GIVEN PROBLEM: Give back exactly the lines that run from the line containing "of the green" through the end of the listing below. Leave out every other line.

########################################

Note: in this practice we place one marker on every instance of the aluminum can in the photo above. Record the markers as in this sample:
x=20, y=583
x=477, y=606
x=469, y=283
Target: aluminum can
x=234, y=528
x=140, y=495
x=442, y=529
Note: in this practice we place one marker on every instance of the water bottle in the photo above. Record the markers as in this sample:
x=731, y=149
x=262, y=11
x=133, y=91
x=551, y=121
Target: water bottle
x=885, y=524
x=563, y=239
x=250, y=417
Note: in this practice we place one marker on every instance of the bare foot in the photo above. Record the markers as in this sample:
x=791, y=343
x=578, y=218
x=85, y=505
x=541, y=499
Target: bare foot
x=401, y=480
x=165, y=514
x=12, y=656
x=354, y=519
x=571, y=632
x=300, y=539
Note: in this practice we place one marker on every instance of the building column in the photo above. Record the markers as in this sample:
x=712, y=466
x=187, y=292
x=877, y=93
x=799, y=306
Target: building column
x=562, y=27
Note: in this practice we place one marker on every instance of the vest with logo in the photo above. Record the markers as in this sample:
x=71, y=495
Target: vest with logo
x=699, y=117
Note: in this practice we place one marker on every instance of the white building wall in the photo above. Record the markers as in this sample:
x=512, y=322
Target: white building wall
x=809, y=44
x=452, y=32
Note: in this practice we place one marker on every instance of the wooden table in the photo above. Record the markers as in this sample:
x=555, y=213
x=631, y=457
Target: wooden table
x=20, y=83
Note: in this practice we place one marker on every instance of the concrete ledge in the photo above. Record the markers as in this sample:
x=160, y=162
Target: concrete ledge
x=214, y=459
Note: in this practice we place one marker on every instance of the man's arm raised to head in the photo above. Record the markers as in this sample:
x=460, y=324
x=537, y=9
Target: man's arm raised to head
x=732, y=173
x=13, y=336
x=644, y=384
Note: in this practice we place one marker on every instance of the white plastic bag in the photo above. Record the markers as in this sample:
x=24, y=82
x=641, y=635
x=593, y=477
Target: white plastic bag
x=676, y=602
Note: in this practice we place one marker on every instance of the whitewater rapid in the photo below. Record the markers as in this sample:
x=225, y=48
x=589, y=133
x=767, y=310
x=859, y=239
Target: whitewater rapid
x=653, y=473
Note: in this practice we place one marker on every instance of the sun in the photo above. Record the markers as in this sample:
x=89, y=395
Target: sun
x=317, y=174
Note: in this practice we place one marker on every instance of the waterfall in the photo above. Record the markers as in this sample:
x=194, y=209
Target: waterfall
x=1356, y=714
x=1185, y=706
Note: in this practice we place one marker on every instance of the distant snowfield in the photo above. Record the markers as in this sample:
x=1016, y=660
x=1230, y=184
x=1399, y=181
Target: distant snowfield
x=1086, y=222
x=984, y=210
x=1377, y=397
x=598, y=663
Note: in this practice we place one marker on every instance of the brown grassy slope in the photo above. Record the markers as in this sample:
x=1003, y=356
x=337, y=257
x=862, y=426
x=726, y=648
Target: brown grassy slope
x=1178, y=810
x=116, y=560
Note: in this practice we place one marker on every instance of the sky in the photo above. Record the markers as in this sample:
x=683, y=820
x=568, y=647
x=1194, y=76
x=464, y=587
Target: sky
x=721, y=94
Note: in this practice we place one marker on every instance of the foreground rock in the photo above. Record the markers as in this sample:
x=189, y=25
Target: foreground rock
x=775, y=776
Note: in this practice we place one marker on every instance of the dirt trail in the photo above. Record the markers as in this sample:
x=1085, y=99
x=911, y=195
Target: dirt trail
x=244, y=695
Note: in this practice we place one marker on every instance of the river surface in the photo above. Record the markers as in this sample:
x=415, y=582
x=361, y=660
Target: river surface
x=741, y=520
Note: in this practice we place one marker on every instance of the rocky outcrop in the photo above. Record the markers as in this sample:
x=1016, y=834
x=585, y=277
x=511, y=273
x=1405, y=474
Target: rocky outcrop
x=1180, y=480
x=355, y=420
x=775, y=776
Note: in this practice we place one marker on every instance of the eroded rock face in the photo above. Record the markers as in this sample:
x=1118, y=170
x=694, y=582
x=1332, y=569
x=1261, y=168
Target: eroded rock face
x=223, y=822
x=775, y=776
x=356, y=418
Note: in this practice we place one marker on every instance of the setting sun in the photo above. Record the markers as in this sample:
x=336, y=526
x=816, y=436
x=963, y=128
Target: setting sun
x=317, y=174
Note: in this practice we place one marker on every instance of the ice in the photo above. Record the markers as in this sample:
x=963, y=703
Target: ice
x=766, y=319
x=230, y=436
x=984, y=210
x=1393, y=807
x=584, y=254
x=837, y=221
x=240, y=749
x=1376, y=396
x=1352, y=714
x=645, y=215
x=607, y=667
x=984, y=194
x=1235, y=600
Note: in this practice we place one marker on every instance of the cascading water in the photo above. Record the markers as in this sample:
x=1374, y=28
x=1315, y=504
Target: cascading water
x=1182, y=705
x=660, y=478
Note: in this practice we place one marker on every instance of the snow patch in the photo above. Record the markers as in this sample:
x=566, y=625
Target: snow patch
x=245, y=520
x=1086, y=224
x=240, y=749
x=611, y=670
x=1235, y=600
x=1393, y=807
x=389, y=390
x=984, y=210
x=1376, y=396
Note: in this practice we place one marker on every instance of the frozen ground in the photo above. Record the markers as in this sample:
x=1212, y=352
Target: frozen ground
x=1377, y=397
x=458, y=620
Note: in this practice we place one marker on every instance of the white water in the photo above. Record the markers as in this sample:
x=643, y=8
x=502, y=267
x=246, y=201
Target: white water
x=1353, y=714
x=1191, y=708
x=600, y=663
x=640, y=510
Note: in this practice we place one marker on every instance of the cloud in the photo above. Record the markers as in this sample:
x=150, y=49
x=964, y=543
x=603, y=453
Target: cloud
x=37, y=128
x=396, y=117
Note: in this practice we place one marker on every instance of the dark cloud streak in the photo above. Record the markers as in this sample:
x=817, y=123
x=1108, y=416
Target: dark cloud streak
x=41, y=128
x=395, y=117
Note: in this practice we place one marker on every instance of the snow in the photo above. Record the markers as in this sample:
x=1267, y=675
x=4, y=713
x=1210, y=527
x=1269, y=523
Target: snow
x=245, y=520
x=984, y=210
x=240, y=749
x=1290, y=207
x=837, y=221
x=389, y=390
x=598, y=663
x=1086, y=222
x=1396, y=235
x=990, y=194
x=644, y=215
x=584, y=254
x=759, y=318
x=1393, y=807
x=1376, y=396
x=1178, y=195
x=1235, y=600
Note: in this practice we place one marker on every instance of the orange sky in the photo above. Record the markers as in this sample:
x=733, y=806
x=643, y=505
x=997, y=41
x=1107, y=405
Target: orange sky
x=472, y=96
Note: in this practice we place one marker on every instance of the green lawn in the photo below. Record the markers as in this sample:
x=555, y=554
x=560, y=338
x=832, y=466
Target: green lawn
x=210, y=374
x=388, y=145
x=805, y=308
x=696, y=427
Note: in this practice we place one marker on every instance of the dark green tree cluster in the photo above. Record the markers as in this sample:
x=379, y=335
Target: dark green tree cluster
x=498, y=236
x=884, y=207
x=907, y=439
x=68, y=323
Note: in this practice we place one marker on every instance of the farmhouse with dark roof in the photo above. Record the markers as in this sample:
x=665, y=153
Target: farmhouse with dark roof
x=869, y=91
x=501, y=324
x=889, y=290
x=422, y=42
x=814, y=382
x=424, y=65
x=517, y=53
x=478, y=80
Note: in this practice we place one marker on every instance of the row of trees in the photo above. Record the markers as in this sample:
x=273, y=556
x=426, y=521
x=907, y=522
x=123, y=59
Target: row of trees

########################################

REPLY:
Note: in this practice we place one marker on every instance of the green lawn in the photo below. Record the markers as in this sample:
x=555, y=554
x=560, y=338
x=832, y=466
Target: green lawn
x=210, y=374
x=388, y=145
x=805, y=308
x=696, y=427
Note: in this practice we place one marker on every instance of the dark green tree cluster in the photo above. Record the markers as in this sample:
x=379, y=335
Target: dark green tree cluster
x=498, y=236
x=884, y=207
x=907, y=439
x=68, y=323
Note: in this practice we place one marker on every instance of the farmhouse with dark roof in the photo above. Record the markers as in this sample:
x=665, y=153
Target: farmhouse with dark roof
x=869, y=91
x=501, y=324
x=889, y=290
x=422, y=42
x=814, y=382
x=424, y=65
x=517, y=53
x=478, y=80
Note: in this practice we place one marker on every instance of the row of trees in the photo above. Record the markers as in this sample:
x=273, y=556
x=426, y=521
x=907, y=522
x=123, y=59
Target: row of trees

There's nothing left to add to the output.